Request
Pull out each line of the items below that contains the string "face". Match case exactly.

------ Listed records

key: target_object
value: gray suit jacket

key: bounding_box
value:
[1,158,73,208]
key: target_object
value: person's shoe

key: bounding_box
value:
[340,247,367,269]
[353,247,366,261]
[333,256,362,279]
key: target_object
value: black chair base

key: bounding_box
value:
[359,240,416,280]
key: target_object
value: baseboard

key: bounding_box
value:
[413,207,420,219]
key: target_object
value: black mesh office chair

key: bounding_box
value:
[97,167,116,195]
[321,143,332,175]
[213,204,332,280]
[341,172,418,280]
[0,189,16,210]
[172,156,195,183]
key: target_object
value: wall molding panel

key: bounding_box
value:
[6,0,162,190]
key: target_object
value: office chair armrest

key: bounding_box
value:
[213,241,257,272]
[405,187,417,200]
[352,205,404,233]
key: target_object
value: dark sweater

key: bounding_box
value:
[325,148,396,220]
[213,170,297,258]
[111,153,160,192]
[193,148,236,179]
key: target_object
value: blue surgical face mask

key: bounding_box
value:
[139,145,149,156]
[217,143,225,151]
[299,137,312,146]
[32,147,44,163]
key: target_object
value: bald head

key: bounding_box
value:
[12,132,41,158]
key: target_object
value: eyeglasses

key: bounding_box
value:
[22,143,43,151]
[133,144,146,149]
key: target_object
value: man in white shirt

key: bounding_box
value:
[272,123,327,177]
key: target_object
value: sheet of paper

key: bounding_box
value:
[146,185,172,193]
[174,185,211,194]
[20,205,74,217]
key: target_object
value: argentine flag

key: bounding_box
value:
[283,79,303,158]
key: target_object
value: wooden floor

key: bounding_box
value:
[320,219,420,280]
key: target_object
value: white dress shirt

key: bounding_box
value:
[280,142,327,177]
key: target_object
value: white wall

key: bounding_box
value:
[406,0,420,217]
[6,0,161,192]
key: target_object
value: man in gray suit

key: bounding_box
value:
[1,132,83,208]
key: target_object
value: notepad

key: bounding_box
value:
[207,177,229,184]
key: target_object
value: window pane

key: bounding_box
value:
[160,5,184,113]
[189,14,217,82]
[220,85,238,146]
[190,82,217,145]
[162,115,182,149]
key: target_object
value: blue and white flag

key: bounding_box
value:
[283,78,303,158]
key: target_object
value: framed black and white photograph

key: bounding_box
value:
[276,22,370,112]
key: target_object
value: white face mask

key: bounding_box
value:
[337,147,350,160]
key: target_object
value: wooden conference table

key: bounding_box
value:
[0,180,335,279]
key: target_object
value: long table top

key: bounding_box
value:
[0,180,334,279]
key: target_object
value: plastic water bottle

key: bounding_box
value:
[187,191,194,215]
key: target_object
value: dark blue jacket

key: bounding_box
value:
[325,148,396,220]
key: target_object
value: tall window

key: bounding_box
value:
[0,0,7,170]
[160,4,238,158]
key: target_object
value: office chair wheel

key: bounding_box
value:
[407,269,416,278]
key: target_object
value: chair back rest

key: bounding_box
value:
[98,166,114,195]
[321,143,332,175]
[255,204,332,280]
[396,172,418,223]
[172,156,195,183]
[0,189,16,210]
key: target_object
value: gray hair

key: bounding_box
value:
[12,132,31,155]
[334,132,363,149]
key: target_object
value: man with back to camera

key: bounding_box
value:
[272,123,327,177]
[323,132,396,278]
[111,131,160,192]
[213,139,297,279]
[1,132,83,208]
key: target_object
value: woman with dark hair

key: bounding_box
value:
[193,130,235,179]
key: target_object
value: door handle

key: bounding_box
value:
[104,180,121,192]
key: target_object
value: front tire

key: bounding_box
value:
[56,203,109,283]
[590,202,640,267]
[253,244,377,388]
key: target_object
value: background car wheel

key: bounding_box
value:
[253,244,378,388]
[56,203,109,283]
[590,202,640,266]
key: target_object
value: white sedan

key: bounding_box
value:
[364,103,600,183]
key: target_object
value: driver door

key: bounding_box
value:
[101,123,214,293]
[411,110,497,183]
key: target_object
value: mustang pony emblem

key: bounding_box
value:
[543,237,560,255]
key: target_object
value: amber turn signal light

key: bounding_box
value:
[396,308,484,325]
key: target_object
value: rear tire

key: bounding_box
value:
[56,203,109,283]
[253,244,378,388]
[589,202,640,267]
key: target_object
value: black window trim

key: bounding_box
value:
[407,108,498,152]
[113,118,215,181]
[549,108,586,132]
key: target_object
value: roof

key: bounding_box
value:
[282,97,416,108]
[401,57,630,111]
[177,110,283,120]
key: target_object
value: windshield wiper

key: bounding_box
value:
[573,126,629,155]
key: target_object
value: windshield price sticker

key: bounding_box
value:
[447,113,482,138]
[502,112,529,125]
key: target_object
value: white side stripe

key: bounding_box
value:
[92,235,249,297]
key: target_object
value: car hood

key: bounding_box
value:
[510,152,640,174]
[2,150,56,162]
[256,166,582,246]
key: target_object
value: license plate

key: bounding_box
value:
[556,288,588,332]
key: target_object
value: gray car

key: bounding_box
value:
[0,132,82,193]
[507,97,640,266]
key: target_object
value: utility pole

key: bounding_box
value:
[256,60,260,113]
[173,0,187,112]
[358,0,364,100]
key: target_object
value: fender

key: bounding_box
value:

------------

Reply to the task
value: blue surgical face mask
value: white face mask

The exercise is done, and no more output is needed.